[REQUIRED TASK] Every record below should be printed exactly as given.

[TASK MATERIAL]
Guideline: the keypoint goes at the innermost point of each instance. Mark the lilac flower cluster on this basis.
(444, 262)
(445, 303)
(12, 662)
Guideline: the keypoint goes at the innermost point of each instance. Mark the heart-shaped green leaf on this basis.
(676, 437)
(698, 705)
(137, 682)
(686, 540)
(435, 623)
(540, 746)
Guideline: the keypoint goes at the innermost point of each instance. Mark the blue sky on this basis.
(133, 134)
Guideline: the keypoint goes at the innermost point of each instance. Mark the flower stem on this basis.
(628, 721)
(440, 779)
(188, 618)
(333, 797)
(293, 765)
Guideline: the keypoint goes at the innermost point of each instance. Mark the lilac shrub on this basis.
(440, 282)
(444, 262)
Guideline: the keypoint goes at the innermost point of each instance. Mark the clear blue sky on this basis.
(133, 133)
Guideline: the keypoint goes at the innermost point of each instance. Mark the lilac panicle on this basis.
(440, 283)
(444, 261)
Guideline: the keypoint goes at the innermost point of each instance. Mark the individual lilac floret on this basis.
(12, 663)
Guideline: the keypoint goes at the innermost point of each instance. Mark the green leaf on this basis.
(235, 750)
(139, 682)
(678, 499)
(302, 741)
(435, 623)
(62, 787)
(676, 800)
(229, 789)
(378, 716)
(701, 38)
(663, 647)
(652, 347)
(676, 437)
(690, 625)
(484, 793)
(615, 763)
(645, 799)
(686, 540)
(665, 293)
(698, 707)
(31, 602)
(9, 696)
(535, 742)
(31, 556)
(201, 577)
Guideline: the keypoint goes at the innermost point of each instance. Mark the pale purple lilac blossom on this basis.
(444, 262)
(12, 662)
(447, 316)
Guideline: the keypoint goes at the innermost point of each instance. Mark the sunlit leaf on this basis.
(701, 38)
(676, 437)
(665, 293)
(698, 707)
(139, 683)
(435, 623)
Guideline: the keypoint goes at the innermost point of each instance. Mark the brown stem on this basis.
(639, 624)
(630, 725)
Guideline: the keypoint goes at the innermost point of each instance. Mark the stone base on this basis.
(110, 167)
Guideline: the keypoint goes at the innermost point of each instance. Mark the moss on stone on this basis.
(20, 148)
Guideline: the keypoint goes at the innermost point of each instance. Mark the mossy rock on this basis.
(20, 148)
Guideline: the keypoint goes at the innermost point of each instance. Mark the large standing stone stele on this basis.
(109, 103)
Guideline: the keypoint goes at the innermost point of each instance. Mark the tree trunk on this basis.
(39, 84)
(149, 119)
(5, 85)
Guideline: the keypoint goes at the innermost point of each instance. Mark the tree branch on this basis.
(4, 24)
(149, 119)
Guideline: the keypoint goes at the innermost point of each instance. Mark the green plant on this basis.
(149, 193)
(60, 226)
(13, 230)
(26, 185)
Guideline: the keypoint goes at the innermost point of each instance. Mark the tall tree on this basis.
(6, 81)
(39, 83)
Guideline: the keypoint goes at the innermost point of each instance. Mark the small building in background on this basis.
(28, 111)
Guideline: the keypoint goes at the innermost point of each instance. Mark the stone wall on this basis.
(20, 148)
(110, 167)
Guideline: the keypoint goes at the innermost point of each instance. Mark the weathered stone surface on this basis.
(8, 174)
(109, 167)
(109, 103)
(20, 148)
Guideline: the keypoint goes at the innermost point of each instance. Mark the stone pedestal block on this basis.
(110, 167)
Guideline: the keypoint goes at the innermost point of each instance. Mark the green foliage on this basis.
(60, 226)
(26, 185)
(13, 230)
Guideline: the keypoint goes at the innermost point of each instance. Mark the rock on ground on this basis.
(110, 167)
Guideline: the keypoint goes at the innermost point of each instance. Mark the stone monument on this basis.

[RESPONSE]
Guideline: the keypoint goes at the innermost point of each instance. Mark the lilac flower cluster on this basis.
(444, 262)
(445, 303)
(12, 662)
Guideline: the keypoint goes at the innermost point of each instance. Mark the heart-shaped green leaf on this basis.
(676, 437)
(698, 705)
(137, 682)
(686, 540)
(435, 623)
(540, 746)
Guideline: the keypoint goes at the innermost point of each instance. Mark the blue sky on this basis.
(133, 134)
Guideline: the keypoint goes at the innermost point of each instance. Mark the flower stem on this basis.
(628, 721)
(440, 779)
(188, 618)
(333, 797)
(293, 765)
Guideline: the keypoint goes at the innermost point of each instance. Mark the lilac shrub on this basis.
(440, 282)
(444, 262)
Guideline: the keypoint goes at the innermost point of each instance. Mark the clear blue sky on this basis.
(133, 133)
Guideline: the keypoint goes at the innermost point of each instance. Mark the lilac panicle on this basis.
(440, 283)
(444, 261)
Guideline: the keypoint goes at the innermost point of each instance. Mark the individual lilac floret on this basis.
(12, 663)
Guideline: the keypoint goes at the innermost point of each instance. Mark the green leaf on this basis.
(235, 750)
(139, 682)
(678, 499)
(302, 741)
(435, 623)
(62, 787)
(676, 800)
(229, 789)
(378, 716)
(701, 38)
(663, 647)
(652, 347)
(676, 437)
(690, 625)
(484, 793)
(615, 763)
(645, 799)
(686, 540)
(665, 293)
(698, 707)
(31, 602)
(9, 696)
(535, 742)
(31, 556)
(201, 577)
Guideline: the keypoint goes at the innermost point of each instance. Mark the pale purple lilac blossom on this basis.
(444, 262)
(12, 662)
(447, 316)
Guideline: the keypoint goes at the innermost point of each instance. Mark the sunlit leaf on this basis.
(701, 38)
(676, 437)
(665, 293)
(698, 707)
(139, 683)
(435, 623)
Guideline: the keypoint goes at the innermost point of each instance. Mark the brown stem on this basis.
(639, 624)
(630, 725)
Guideline: the keypoint goes at the innermost point of each instance. Mark the stone base on this basis.
(110, 167)
Guideline: the keypoint goes at the innermost point of each instance. Mark the moss on stone on this basis.
(20, 148)
Guideline: the keypoint goes at the innermost point of each instance. Mark the mossy rock on this basis.
(20, 148)
Guideline: the keypoint goes at the innermost point of each instance. Mark the large standing stone stele on this basis.
(109, 103)
Guideline: the keypoint goes at the innermost point of each instance. Mark the tree trunk on this basis.
(39, 84)
(149, 119)
(5, 85)
Guideline: the keypoint goes at the innermost point of each instance. Mark the tree branch on this basis.
(4, 24)
(149, 119)
Guideline: the keypoint goes at the innermost point of each instance. Mark the green plant on this basis.
(149, 193)
(60, 226)
(13, 230)
(26, 185)
Guideline: the keypoint goes at the innermost point of each instance. Mark the tall tree on this basis.
(6, 81)
(39, 83)
Guideline: the keypoint goes at the innermost point of each instance. Mark the small building in background on this basis.
(28, 111)
Guideline: the keypoint goes at the innermost point of each instance. Mark the stone wall on this basis.
(20, 148)
(110, 167)
Guideline: the keypoint goes at the innermost point of each instance. Mark the weathered stone surface on this basis.
(8, 174)
(109, 167)
(109, 103)
(20, 148)
Guideline: the keypoint goes at the innermost point of each instance. Mark the stone pedestal block on this basis.
(110, 167)
Guideline: the keypoint goes at the innermost point of each instance. Mark the green foliage on this basis.
(60, 226)
(26, 185)
(13, 230)
Guideline: the keypoint goes at the innermost point of each instance. Mark the rock on ground on this basis.
(110, 167)
Guideline: the keypoint goes at the innermost point of each instance. Mark the stone monument on this basis.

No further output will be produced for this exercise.